#### [Istruzioni]
a. Nel testo su Pnei e fegato, fino a quale percentuale di adulti colpisce la steatosi epatica non alcolica?
b. Riprendi il testo su Pnei e fegato e proseguilo dopo la sua ultima frase.

Pnei e fegato
I batteri “buoni” che risiedono nel nostro tratto gastrointestinale possono proteggerci dall’infiammazione, mentre la loro distruzione (disbiosi) può aumentare la suscettibilità del fegato a forme più dannose di malattia come la steatosi epatica non alcolica. Per questo motivo in ambito Pnei e fegato, la metodologia Pneisystem prevede da sempre la cura del microbiota e mirata integrazione ove necessario.
E sempre in ambito Pnei e fegato, uno studio, ora disponibile sulla rivista Cell Reports, ha identificato due metaboliti chiave prodotti dai batteri nei topi che modulano l’infiammazione nell’ospite e potrebbero infine ridurre la gravità della steatosi epatica non alcolica.
La steatosi epatica non alcolica (NAFLD) è una condizione prevalente nei paesi occidentali e colpisce fino al 25% degli adulti, seguendo le tendenze dell’obesità e del diabete. La gravità dei sintomi può variare da semplice steatosi, che è benigna e asintomatica, a steatoepatite non alcolica (NASH), che è caratterizzata da infiammazione del fegato, gonfiore e fibrosi e può portare a cirrosi e cancro al fegato.

#### [Dati grezzi]
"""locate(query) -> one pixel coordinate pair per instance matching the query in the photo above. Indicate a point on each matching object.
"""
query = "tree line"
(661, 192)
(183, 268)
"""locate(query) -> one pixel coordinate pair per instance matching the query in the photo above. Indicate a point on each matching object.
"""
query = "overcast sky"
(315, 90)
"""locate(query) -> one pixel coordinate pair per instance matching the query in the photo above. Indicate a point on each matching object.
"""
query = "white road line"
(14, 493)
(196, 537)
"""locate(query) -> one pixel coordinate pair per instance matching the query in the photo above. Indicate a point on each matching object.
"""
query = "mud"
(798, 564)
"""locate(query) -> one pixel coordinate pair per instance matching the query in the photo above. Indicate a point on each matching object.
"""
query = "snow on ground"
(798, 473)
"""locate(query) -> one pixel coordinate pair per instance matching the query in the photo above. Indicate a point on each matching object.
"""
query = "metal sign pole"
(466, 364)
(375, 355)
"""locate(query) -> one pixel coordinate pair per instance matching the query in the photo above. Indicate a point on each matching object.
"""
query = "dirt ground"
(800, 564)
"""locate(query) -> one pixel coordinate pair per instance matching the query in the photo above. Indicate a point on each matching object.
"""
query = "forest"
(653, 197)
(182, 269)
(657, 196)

#### [Esercizi svolti]
a. Fino al 25% degli adulti.

b.
Le persone che seguono una dieta ricca di grassi sono più sensibili alla NAFLD, e ciò è noto in ambito Pnei e fegato.
Replicando tale dieta nei topi, i ricercatori hanno scoperto che in poche settimane il loro microbiota intestinale ha cambiato le sue caratteristiche in modo significativo, con alcune specie di batteri in aumento e altre in diminuzione. Allo stesso tempo, un inventario dei metaboliti nel tratto gastrointestinale dei topi, nel siero e nel fegato, mostrava che alcuni metaboliti noti per essere collegati al microbiota intestinale erano ridotti rispetto ai topi alimentati con una dieta povera di grassi. Tre di questi metaboliti – triptamina (TA), indolo-3-acetato (I3A) e acido xanturenico – erano significativamente esauriti nei topi alimentati con dieta ricca di grassi.
La ricerca ha fornito conferme a quanto già noto nella metodologia Pneisystem in ambito di Pnei e fegato: lo studio infatti ha riscontrato come due di questi metaboliti – I3A e TA – siano in grado di attenuare gli effetti dell’infiammazione in diversi modi: il loro esaurimento spiana la strada alla progressione della malattia verso stadi più gravi.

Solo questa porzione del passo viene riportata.